### Exercise:
Filter the listing below down to the lines that contain the string "lemur", and treat uppercase and lowercase as different.

### Input rows:
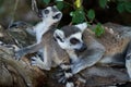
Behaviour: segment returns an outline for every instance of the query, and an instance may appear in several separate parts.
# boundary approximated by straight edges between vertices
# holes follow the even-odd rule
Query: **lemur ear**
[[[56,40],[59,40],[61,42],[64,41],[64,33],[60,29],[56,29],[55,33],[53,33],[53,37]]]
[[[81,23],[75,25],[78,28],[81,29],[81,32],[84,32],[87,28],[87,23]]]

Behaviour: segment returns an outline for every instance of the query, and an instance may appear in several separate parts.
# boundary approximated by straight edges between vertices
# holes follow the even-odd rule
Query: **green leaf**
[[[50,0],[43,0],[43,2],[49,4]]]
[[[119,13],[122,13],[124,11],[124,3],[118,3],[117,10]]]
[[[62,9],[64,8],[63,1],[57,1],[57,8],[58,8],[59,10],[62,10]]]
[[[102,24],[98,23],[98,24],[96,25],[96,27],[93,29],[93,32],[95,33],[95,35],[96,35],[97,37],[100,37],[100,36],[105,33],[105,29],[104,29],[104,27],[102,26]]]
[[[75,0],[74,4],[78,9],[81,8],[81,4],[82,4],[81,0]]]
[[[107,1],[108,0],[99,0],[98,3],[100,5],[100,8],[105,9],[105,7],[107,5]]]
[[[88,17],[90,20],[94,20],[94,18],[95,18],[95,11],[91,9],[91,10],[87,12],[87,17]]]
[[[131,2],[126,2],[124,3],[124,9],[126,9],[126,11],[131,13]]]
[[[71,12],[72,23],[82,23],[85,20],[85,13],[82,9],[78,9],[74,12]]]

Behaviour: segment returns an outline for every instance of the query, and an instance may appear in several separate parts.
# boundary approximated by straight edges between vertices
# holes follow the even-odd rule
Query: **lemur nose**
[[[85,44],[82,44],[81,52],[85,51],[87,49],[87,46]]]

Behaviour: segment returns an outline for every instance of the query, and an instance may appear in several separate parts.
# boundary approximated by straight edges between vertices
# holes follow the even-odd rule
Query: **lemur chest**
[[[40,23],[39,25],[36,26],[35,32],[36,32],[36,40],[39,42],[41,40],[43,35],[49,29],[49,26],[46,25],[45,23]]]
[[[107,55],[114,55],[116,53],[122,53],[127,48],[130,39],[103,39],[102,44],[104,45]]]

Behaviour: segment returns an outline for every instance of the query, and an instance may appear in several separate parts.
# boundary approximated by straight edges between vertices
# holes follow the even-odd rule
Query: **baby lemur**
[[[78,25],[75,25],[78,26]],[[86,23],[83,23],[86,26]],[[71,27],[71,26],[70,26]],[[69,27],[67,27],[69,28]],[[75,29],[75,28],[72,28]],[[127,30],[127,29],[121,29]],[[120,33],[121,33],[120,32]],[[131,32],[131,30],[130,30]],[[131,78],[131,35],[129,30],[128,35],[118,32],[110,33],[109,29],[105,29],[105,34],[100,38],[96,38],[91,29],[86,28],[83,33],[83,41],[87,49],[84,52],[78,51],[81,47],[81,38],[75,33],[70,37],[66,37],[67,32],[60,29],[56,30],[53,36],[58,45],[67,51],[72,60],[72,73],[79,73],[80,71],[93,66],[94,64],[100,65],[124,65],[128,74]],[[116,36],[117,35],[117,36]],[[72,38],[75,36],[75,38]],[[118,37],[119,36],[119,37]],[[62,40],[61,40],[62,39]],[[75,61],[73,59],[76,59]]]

* * *

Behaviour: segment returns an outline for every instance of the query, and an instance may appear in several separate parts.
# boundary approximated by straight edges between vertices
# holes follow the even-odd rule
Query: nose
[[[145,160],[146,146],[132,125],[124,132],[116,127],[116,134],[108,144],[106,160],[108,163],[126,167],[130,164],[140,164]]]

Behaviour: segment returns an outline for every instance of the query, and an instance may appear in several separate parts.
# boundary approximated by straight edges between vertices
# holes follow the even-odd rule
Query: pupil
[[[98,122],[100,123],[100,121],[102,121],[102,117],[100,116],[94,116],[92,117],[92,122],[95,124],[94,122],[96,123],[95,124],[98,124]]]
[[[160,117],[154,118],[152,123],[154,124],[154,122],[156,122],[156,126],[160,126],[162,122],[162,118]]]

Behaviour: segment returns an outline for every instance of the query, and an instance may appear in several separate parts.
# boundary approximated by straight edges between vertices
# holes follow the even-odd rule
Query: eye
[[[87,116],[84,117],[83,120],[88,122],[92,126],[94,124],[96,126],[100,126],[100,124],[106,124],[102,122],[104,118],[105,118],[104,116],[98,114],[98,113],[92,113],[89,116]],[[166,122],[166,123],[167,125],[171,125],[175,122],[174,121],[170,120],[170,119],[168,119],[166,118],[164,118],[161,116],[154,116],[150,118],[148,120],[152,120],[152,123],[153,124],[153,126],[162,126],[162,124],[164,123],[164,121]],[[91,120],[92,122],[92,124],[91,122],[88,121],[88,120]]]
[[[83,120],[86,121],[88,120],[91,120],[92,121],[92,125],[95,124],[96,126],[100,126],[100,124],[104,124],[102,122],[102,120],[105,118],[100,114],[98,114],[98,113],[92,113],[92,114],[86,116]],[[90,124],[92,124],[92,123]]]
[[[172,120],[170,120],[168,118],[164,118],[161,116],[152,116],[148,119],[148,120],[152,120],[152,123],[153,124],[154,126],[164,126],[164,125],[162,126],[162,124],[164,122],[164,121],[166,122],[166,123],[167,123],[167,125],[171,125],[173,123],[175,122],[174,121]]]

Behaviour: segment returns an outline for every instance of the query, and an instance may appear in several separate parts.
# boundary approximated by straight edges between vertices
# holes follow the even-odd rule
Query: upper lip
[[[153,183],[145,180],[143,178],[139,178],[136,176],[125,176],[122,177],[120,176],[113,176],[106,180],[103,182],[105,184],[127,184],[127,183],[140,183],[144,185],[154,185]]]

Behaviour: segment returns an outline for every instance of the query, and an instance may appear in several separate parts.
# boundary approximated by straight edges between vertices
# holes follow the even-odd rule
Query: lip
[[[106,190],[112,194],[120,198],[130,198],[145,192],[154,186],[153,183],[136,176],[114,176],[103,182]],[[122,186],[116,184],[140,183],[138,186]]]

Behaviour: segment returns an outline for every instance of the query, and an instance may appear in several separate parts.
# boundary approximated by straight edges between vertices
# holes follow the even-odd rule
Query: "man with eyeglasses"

---

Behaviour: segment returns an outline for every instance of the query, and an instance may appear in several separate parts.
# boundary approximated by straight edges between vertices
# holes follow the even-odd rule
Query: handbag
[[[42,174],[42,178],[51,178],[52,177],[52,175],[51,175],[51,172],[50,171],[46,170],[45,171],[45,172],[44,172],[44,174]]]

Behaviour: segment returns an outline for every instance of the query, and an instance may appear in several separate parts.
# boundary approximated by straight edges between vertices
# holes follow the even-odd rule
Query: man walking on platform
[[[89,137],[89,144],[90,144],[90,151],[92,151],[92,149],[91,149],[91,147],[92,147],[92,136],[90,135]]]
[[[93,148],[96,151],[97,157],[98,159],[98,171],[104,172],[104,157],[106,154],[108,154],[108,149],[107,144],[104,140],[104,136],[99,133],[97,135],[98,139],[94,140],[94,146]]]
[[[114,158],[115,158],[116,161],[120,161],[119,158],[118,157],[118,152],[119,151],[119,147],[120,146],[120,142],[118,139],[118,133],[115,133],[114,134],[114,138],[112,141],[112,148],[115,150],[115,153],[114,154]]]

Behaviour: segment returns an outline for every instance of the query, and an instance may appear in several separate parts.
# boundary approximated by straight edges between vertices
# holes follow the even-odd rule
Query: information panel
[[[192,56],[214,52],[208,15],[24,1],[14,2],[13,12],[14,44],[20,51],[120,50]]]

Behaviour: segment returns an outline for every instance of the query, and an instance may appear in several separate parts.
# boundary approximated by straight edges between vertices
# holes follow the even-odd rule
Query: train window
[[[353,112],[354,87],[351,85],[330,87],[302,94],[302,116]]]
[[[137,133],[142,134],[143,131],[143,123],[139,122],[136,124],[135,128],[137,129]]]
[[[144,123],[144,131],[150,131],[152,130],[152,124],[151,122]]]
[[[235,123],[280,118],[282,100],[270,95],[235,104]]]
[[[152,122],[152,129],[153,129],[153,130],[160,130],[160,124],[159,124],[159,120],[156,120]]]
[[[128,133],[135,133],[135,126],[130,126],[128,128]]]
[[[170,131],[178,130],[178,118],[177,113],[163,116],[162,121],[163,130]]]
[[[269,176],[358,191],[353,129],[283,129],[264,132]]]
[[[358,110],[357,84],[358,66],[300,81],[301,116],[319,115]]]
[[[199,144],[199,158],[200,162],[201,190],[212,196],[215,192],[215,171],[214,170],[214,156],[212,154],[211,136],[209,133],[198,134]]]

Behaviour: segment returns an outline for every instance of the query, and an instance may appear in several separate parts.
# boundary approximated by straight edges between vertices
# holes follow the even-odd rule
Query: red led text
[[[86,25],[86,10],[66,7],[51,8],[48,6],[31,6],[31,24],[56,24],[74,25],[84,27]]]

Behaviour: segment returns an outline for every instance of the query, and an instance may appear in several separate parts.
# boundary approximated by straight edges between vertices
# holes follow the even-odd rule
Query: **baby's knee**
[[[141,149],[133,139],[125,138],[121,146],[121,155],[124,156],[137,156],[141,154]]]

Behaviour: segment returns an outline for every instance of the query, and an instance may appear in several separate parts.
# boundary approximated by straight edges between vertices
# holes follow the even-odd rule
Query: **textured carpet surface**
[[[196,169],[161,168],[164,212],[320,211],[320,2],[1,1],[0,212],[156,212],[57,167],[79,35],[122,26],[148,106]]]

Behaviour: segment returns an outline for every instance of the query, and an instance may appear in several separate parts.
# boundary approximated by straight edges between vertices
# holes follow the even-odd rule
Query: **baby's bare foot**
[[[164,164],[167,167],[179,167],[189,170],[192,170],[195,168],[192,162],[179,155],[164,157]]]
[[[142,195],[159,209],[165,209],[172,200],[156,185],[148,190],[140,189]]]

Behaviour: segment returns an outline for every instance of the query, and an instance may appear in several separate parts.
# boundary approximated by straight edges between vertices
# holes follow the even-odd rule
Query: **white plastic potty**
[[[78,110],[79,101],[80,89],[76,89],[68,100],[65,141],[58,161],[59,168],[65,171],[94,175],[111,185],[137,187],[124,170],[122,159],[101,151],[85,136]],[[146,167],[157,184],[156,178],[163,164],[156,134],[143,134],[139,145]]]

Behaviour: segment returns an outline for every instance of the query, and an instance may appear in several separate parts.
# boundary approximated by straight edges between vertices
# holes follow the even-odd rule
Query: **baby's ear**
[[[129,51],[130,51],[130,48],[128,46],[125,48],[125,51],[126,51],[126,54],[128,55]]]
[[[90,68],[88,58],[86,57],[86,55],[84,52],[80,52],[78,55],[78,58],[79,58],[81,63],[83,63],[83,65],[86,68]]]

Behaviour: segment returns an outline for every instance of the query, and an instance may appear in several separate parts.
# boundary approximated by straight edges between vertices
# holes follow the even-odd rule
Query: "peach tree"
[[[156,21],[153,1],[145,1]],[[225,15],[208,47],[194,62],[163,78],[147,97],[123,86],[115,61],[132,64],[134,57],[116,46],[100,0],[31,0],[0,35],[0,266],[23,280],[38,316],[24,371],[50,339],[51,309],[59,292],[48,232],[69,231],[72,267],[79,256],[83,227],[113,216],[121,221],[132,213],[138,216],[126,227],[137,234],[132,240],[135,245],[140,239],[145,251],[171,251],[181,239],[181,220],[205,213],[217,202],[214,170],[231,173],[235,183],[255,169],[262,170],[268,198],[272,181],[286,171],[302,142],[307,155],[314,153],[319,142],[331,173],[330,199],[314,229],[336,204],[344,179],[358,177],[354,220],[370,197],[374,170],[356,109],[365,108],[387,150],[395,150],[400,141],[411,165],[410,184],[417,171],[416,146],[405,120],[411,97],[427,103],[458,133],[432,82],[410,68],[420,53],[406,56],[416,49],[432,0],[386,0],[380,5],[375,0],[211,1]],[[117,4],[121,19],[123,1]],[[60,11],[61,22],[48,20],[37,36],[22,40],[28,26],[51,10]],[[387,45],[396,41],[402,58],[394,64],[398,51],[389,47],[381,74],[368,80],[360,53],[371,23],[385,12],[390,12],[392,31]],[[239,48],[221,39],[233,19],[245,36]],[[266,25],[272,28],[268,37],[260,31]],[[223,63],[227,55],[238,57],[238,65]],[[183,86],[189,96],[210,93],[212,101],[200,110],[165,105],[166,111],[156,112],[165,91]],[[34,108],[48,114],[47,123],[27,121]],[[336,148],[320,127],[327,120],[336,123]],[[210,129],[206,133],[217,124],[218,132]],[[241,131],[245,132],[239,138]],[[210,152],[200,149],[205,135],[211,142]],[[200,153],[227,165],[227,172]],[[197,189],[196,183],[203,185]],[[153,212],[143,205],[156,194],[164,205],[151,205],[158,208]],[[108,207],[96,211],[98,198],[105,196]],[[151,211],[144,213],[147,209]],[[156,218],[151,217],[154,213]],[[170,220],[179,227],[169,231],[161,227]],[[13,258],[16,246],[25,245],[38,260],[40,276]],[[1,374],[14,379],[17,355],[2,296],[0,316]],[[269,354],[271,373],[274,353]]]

### Correct output:
Query: **lemur ear**
Query: **lemur nose**
Query: **lemur chest**
Query: **baby lemur**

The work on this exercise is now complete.